■ Task to complete:
Write out the following listing's lines from the one with "If you could mark the license" to the one with "If you could mark the concrete", exactly, with both included and no others.

::::::::::

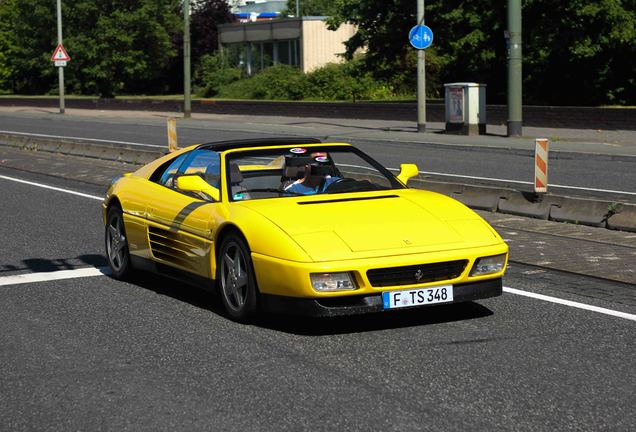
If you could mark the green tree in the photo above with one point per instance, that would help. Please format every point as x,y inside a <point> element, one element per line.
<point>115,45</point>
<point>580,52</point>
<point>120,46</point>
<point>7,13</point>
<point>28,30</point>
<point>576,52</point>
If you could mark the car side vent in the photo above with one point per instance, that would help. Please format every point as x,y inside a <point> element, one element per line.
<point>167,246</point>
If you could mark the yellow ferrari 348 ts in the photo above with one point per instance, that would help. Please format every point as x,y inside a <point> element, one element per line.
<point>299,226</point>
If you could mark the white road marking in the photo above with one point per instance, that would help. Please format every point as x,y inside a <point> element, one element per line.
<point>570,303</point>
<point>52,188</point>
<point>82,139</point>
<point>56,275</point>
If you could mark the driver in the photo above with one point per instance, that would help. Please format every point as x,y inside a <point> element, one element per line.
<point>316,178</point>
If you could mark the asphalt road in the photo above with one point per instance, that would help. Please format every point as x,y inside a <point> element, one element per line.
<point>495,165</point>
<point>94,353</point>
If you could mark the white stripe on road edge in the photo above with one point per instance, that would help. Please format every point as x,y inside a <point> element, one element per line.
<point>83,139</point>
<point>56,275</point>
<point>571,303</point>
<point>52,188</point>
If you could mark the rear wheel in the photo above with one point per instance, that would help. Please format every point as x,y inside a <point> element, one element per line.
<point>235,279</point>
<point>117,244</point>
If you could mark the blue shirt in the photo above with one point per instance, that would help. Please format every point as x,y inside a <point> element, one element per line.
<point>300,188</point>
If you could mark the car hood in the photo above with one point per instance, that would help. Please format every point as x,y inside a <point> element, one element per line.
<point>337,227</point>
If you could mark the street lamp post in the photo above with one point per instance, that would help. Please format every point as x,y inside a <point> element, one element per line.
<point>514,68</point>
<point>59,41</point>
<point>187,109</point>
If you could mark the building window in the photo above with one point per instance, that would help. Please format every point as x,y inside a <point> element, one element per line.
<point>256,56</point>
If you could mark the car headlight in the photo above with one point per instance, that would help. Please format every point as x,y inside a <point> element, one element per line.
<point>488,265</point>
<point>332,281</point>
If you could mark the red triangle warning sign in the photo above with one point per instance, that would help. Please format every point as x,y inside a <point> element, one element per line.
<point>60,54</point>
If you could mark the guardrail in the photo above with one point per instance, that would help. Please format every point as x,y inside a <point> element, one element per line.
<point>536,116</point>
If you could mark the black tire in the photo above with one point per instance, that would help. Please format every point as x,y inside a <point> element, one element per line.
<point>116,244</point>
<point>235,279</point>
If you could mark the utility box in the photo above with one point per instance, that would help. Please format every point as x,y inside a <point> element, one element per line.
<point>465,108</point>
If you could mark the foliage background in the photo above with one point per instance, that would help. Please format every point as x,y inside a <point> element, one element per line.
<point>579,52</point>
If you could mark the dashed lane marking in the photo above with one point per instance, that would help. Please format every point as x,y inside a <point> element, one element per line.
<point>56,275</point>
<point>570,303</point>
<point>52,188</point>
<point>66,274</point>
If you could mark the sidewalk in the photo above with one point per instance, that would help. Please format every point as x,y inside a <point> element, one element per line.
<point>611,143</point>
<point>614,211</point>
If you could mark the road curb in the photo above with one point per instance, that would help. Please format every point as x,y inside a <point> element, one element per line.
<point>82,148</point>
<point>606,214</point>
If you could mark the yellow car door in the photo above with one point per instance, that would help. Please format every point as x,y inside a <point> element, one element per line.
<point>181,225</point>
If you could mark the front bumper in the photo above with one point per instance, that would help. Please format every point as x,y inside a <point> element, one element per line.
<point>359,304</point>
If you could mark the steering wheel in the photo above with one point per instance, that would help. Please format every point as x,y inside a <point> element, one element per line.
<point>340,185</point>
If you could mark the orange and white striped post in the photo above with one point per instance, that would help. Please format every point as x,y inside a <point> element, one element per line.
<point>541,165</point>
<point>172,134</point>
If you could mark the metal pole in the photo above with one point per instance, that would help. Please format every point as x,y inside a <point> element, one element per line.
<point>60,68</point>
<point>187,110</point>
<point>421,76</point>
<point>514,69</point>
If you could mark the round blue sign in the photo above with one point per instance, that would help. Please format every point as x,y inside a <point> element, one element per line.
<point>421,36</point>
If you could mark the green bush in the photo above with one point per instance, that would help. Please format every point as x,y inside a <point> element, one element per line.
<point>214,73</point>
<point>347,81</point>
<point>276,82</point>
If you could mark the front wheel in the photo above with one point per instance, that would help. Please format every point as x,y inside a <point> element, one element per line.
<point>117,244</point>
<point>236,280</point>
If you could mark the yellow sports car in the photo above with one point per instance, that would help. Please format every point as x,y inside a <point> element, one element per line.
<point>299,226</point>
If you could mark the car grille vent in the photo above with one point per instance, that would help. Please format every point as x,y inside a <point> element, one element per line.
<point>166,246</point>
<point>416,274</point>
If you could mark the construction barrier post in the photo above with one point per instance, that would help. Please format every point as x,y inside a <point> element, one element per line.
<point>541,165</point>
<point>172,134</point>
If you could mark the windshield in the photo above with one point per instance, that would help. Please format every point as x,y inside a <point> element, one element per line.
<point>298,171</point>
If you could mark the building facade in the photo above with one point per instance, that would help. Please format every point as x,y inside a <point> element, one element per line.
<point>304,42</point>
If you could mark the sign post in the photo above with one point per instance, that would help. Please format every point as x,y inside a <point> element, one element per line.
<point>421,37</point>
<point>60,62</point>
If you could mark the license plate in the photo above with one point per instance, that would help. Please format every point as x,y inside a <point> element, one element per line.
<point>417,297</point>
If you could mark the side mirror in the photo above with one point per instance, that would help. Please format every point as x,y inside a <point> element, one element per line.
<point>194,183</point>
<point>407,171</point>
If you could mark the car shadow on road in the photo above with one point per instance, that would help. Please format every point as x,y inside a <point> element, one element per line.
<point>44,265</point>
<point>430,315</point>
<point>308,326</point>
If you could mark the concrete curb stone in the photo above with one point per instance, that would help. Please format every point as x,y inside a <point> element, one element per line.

::::::::::

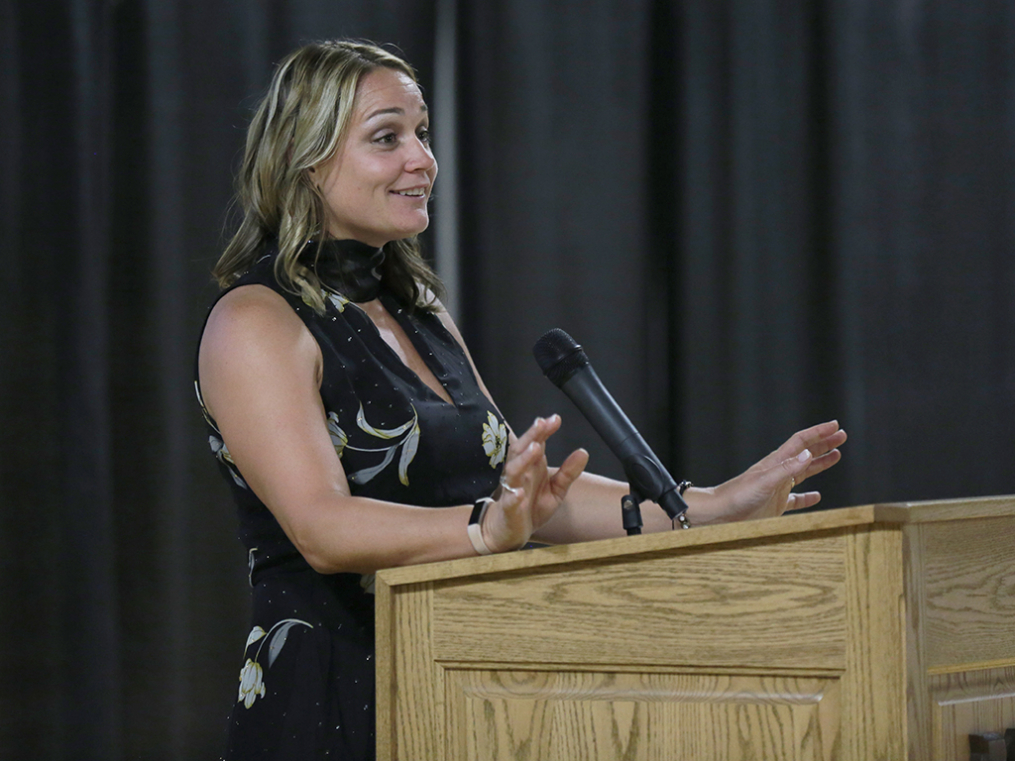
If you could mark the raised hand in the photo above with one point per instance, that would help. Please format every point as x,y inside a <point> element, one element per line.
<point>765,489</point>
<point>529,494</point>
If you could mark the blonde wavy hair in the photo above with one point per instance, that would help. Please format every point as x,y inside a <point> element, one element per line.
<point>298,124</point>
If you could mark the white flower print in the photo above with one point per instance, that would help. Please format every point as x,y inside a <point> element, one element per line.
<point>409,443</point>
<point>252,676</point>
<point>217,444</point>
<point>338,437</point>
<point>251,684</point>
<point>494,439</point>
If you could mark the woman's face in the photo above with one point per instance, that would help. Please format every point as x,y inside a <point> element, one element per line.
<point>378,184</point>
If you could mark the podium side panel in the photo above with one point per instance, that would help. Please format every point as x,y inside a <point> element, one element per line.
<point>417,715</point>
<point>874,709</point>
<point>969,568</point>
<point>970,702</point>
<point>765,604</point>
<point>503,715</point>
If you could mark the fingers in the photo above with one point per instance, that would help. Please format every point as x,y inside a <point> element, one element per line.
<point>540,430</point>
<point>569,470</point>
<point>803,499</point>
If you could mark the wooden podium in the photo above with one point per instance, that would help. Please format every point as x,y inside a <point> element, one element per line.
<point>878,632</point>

::::::::::

■ Finished exercise:
If you could mark the license plate in the photo above with one point per instance, that would help. Please format every point as x,y inside a <point> element, one element per line.
<point>417,297</point>
If you could mark the side mirror in the photo above with one point per instance, that would help. Please format every point as x,y inside a <point> element, one element per line.
<point>194,183</point>
<point>407,171</point>
If you could mark the car shadow on road in the photo above with one point per instance, that would help. Please format every point as x,y inside a <point> element, one element per line.
<point>44,265</point>
<point>430,315</point>
<point>308,326</point>
If you could mark the concrete curb stone in the photo above with one point per instance, that would help. Please format every point as x,y inside a <point> element, one element per line.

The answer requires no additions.